▶ _Exercise_: Among the lines below, tally those that contain "head" and respond with the total only.
..............................
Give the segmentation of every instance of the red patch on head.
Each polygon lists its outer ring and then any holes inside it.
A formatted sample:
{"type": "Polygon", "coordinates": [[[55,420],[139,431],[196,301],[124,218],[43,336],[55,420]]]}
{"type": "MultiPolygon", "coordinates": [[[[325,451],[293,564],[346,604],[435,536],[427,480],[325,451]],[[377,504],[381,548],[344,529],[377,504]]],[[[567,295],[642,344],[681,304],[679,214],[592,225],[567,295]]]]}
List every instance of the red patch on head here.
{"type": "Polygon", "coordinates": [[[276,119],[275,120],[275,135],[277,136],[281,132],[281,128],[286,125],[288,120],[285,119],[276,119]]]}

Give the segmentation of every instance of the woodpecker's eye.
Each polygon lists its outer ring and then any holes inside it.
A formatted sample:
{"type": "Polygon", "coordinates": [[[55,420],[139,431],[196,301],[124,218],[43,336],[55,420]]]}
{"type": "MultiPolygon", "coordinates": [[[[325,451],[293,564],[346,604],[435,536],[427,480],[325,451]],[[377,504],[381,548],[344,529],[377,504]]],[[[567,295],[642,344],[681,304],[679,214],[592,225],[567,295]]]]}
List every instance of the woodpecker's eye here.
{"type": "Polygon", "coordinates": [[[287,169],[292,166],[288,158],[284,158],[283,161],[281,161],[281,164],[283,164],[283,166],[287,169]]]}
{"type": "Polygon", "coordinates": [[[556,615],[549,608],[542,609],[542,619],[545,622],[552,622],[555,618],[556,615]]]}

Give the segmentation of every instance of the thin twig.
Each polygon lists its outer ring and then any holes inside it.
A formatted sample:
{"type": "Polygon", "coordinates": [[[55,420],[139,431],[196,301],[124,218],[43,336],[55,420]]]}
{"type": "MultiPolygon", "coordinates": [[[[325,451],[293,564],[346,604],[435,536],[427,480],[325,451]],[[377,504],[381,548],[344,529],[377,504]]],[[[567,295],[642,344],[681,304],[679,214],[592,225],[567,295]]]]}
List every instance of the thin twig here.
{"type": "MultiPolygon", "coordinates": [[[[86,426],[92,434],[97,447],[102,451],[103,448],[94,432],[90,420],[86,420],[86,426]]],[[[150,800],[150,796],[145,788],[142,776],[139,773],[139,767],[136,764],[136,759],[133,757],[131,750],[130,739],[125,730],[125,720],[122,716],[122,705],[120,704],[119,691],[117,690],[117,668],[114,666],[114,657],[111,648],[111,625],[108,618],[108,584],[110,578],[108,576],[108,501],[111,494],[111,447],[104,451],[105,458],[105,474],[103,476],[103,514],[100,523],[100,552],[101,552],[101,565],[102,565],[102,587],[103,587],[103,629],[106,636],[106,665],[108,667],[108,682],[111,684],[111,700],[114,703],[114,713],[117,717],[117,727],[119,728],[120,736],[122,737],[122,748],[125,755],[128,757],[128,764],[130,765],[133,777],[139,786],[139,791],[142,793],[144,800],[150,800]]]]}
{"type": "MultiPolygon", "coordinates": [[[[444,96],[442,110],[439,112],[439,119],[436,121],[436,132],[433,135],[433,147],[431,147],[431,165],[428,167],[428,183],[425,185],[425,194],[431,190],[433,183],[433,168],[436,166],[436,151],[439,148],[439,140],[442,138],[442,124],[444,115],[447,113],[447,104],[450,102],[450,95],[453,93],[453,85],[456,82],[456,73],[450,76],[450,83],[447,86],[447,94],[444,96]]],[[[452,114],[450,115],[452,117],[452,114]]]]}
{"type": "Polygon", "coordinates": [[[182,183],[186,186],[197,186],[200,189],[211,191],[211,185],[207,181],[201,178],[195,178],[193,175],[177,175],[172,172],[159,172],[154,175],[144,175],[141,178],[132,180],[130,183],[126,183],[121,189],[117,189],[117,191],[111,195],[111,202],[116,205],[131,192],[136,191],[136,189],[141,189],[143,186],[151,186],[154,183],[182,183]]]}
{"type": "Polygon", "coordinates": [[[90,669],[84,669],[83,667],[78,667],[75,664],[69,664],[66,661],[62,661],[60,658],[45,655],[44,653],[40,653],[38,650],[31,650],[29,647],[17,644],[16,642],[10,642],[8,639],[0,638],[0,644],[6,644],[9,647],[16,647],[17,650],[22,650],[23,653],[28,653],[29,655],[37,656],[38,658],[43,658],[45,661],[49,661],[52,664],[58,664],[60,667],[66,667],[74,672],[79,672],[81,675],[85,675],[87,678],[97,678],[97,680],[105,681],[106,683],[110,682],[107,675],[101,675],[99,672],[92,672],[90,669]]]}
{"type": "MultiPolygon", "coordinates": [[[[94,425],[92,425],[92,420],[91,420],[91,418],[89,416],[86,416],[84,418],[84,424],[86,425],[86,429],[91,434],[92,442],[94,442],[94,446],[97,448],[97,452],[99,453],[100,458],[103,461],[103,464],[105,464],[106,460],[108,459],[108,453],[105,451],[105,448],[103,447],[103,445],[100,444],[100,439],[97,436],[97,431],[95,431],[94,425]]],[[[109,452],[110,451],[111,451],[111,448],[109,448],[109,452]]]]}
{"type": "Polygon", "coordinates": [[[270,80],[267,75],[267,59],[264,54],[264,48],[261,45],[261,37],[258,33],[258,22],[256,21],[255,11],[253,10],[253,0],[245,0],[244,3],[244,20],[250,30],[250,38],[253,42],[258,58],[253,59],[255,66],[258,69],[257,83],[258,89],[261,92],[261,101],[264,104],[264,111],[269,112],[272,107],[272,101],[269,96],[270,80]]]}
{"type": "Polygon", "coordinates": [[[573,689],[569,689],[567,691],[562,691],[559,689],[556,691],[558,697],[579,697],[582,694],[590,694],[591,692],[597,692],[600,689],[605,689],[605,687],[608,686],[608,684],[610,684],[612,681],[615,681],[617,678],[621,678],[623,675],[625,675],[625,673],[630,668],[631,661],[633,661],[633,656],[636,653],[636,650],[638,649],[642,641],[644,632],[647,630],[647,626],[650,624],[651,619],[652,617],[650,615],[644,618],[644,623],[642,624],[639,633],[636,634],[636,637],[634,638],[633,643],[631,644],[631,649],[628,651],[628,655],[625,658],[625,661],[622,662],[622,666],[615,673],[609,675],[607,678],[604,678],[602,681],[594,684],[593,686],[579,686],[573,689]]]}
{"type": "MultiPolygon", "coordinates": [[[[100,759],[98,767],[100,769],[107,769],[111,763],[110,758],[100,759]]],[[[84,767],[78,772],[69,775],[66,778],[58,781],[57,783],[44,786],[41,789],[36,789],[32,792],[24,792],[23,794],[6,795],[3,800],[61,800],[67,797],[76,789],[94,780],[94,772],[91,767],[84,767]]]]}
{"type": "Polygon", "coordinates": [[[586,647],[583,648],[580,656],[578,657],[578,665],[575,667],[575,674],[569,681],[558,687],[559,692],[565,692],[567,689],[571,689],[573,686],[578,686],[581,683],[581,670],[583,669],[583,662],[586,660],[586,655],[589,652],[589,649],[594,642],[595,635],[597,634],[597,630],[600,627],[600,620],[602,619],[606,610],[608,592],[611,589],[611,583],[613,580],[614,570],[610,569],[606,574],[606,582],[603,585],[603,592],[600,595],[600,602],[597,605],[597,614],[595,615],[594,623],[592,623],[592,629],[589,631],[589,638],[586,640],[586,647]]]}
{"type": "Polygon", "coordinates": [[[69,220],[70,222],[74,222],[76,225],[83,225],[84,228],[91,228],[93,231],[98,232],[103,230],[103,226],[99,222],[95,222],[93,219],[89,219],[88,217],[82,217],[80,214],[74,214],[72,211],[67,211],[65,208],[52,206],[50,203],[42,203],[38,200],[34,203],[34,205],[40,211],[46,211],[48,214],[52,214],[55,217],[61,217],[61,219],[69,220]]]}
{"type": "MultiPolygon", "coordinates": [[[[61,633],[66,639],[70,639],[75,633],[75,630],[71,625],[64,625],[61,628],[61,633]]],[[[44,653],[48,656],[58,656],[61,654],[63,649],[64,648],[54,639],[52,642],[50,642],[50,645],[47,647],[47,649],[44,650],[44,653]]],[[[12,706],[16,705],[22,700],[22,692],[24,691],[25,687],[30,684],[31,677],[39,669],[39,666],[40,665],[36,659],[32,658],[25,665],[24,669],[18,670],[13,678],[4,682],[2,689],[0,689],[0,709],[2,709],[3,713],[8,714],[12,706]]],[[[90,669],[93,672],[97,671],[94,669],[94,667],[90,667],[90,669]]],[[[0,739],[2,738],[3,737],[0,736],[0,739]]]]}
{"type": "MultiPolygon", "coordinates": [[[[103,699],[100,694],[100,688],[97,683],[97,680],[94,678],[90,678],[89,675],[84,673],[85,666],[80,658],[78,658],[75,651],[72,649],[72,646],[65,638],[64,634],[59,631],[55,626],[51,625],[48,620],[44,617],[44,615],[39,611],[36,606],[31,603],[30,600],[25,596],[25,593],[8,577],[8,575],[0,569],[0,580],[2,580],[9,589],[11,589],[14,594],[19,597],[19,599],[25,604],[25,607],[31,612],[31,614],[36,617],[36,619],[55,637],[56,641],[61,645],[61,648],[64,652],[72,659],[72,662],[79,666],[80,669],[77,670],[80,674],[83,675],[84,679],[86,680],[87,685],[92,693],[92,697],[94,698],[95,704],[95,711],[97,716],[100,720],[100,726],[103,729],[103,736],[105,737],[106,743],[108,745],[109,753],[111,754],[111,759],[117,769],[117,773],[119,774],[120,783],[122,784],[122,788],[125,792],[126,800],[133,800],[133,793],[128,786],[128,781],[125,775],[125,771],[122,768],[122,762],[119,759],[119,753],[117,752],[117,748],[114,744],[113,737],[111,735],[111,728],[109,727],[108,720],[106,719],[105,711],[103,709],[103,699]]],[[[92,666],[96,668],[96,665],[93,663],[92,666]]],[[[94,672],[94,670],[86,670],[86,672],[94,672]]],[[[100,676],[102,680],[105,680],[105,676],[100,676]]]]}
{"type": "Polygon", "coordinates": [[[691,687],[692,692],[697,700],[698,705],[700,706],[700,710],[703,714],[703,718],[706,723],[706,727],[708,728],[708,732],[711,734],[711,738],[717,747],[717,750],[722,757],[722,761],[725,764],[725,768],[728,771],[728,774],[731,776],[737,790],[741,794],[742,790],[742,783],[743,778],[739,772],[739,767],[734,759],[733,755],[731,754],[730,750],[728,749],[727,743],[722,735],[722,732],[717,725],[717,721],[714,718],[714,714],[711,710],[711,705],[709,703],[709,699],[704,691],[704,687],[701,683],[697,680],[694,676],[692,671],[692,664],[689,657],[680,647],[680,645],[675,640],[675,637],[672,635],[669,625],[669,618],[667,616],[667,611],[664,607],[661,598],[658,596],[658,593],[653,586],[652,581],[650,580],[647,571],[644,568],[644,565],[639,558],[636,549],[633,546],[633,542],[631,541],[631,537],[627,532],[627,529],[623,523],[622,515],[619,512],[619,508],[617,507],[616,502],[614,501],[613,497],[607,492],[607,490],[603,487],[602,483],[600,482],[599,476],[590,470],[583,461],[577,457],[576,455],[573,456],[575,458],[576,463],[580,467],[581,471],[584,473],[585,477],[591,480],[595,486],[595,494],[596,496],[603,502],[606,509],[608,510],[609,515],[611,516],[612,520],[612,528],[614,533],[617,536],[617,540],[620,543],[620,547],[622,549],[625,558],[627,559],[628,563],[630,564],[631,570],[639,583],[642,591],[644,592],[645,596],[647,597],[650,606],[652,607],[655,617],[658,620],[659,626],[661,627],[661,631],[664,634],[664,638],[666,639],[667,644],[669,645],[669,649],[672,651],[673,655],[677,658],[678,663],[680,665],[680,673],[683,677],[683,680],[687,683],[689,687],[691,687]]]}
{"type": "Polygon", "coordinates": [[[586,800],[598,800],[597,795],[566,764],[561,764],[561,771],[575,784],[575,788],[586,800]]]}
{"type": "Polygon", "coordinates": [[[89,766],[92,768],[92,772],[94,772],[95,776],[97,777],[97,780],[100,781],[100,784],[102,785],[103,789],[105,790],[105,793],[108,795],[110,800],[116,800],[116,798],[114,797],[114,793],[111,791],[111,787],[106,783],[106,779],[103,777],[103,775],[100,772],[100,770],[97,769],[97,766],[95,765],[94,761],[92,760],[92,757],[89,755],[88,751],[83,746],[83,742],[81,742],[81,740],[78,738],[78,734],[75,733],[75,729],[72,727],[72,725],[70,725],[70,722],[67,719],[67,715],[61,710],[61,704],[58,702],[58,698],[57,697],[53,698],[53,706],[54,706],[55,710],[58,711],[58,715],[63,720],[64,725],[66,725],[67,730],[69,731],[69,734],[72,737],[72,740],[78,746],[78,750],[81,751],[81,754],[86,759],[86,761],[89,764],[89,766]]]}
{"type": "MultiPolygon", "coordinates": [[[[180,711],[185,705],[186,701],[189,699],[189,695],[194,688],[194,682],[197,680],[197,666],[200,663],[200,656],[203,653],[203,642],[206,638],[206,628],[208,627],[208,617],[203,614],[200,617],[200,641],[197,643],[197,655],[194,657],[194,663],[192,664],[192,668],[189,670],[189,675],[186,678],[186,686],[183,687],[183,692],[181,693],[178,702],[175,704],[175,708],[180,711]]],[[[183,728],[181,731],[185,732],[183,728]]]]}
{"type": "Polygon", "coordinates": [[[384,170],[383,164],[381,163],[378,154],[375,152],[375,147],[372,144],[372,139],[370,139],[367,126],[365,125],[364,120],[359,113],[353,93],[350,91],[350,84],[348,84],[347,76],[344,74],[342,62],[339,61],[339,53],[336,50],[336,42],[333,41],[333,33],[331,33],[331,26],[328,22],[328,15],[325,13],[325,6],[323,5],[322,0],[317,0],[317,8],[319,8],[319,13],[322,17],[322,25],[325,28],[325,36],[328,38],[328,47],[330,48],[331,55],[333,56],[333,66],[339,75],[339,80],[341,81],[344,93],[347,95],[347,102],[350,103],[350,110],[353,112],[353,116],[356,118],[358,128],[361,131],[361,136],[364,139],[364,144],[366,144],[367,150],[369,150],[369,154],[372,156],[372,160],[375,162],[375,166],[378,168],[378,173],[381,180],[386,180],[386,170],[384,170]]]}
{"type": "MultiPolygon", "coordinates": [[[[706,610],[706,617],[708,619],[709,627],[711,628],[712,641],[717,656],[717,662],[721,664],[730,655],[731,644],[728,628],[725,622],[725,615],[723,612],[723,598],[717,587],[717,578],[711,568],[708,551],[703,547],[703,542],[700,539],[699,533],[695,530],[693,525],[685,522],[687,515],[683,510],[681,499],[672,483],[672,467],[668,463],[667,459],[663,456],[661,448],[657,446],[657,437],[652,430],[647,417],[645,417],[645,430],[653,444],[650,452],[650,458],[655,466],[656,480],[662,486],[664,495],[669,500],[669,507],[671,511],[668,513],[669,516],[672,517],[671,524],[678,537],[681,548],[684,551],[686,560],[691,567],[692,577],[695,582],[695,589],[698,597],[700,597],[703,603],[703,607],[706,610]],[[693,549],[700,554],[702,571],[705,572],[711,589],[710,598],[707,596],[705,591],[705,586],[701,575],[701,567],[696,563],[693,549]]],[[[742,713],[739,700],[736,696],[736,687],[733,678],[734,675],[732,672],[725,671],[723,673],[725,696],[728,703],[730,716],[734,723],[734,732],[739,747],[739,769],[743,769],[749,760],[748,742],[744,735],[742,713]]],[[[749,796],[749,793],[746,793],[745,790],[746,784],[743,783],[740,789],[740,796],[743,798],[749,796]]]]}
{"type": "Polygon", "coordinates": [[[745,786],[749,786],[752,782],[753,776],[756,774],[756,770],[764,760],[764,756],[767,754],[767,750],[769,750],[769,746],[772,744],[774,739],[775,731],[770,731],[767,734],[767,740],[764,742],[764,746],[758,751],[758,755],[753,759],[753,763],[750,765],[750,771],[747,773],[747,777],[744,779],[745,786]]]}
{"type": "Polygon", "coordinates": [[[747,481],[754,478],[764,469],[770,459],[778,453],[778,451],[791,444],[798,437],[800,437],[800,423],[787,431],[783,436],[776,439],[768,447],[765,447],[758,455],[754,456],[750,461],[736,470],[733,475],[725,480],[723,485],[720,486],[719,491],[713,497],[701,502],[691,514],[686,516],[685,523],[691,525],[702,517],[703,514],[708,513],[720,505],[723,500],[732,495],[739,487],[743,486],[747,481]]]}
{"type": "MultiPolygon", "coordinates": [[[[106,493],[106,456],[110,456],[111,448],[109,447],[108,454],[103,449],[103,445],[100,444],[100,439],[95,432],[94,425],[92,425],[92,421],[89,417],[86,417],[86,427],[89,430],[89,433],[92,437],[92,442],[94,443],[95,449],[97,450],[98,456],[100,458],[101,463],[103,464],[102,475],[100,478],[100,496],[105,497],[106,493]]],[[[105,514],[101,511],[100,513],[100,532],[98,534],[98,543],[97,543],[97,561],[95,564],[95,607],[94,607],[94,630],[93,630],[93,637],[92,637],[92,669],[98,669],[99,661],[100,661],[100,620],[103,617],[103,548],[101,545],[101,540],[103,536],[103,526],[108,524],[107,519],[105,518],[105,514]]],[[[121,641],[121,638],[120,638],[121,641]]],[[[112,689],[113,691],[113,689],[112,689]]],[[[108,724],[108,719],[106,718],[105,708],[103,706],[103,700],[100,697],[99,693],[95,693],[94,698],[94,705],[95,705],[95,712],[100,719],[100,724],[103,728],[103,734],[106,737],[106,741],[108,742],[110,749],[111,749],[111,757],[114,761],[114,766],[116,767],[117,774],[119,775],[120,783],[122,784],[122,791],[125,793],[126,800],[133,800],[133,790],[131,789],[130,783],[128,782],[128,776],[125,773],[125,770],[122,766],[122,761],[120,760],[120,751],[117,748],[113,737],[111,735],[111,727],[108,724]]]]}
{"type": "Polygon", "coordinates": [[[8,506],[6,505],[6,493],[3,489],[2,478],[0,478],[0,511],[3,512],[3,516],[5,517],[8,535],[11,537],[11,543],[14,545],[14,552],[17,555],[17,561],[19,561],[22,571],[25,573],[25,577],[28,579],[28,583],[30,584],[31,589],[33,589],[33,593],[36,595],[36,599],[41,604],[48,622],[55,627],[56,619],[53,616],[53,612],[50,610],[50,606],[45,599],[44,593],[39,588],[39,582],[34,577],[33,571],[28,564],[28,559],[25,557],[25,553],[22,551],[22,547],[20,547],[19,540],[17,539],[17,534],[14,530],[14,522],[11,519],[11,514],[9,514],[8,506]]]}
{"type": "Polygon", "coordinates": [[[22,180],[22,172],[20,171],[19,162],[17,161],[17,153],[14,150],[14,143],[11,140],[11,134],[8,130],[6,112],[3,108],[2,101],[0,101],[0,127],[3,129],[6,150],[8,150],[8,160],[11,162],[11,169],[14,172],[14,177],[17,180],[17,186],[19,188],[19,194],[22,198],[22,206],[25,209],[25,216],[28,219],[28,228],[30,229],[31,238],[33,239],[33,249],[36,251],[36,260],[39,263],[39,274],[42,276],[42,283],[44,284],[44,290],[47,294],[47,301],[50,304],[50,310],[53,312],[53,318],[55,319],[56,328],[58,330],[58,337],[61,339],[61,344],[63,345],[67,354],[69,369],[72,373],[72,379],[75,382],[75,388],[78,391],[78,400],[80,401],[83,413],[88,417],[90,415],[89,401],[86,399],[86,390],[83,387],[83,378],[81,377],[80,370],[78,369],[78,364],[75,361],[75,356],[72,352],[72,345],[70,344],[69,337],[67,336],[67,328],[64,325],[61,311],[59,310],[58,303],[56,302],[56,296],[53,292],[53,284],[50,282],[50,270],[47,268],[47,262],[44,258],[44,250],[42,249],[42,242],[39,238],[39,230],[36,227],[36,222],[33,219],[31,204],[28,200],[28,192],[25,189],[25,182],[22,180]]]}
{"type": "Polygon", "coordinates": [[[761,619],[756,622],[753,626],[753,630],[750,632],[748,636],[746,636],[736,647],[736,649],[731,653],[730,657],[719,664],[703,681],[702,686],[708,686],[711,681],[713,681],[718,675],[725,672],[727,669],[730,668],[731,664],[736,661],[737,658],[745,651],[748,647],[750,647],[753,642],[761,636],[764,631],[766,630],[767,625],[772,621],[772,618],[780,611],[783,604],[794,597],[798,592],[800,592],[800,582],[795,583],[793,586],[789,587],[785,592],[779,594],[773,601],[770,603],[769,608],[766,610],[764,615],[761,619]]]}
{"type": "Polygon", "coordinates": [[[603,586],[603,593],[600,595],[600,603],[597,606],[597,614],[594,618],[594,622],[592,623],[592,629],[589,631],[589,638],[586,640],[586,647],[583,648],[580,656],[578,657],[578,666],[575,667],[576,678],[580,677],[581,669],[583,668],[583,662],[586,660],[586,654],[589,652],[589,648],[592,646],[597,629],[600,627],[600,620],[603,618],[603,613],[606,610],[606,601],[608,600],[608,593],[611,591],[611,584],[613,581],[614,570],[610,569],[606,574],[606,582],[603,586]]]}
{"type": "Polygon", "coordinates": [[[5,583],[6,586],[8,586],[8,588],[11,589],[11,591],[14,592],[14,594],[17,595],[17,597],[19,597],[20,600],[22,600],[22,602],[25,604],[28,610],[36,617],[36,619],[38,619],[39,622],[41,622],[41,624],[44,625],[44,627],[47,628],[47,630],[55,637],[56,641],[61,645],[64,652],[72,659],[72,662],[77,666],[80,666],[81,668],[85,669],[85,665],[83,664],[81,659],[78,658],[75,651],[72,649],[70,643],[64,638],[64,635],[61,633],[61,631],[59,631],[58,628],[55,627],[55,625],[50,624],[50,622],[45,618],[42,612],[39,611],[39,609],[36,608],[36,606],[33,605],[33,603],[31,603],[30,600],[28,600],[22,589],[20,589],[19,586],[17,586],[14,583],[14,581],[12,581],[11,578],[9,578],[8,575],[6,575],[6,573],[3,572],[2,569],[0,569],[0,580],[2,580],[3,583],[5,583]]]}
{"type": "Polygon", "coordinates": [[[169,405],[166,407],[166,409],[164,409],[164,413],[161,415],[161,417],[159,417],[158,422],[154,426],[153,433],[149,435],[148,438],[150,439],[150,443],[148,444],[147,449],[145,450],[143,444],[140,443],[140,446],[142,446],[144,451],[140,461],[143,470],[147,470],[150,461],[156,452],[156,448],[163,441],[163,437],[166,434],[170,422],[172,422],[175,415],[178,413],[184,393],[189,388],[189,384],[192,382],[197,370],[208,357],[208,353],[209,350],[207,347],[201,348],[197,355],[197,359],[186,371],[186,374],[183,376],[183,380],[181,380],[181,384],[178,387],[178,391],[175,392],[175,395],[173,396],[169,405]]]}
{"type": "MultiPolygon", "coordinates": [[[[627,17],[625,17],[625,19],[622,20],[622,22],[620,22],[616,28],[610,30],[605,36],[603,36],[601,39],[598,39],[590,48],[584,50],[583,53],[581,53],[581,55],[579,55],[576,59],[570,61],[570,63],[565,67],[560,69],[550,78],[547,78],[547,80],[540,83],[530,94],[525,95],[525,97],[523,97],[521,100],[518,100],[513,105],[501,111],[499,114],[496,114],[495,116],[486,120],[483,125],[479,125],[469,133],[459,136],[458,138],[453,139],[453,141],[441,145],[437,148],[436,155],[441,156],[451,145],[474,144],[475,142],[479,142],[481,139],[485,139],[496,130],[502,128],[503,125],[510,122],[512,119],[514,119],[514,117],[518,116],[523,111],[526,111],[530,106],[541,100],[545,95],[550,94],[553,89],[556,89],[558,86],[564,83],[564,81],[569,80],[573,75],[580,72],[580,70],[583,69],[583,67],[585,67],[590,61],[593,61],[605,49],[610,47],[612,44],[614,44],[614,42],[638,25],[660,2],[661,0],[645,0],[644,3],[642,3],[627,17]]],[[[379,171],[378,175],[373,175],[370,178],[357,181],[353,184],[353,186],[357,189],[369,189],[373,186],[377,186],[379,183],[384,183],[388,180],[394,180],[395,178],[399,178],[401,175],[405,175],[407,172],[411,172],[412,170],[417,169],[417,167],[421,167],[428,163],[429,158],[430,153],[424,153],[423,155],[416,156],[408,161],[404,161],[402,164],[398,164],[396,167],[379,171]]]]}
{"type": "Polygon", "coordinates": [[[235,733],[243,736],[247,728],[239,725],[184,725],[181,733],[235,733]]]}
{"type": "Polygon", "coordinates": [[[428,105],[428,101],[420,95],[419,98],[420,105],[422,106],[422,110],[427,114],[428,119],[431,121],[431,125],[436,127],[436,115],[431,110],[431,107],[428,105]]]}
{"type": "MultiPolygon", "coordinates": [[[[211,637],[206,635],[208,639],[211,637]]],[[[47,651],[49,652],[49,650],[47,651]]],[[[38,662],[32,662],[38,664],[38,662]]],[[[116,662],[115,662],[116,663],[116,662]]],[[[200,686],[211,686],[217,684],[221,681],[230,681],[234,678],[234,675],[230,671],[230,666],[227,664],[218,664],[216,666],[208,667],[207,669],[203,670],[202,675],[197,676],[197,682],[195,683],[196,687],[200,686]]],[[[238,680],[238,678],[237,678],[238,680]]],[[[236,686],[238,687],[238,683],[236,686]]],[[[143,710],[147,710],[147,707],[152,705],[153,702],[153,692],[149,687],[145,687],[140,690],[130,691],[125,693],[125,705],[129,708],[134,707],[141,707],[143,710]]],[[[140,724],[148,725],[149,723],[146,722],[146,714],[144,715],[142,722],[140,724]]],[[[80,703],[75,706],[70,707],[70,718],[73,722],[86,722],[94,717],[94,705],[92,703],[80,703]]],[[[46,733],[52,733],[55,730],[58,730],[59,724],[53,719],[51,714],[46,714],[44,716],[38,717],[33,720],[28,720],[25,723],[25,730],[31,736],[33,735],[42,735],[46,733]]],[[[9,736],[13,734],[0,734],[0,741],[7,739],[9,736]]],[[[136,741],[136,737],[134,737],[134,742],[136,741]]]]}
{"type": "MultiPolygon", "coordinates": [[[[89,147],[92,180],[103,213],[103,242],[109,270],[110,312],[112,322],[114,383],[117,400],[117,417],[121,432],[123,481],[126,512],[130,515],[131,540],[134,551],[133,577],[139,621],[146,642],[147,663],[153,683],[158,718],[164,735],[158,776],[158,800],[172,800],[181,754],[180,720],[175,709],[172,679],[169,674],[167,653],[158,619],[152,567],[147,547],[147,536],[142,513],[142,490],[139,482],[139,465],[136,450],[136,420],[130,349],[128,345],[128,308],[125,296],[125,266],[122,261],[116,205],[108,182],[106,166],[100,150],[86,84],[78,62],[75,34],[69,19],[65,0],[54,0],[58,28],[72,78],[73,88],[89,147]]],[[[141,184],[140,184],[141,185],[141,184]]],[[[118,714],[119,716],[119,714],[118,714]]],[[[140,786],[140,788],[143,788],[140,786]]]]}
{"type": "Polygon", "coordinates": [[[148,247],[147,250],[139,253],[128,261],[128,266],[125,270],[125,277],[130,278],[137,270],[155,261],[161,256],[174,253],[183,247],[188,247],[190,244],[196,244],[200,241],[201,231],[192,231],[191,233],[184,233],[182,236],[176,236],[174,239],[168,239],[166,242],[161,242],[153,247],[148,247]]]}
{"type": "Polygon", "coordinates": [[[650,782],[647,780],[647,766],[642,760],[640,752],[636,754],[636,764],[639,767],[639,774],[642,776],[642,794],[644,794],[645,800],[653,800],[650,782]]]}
..............................
▶ _Solved problem_: 2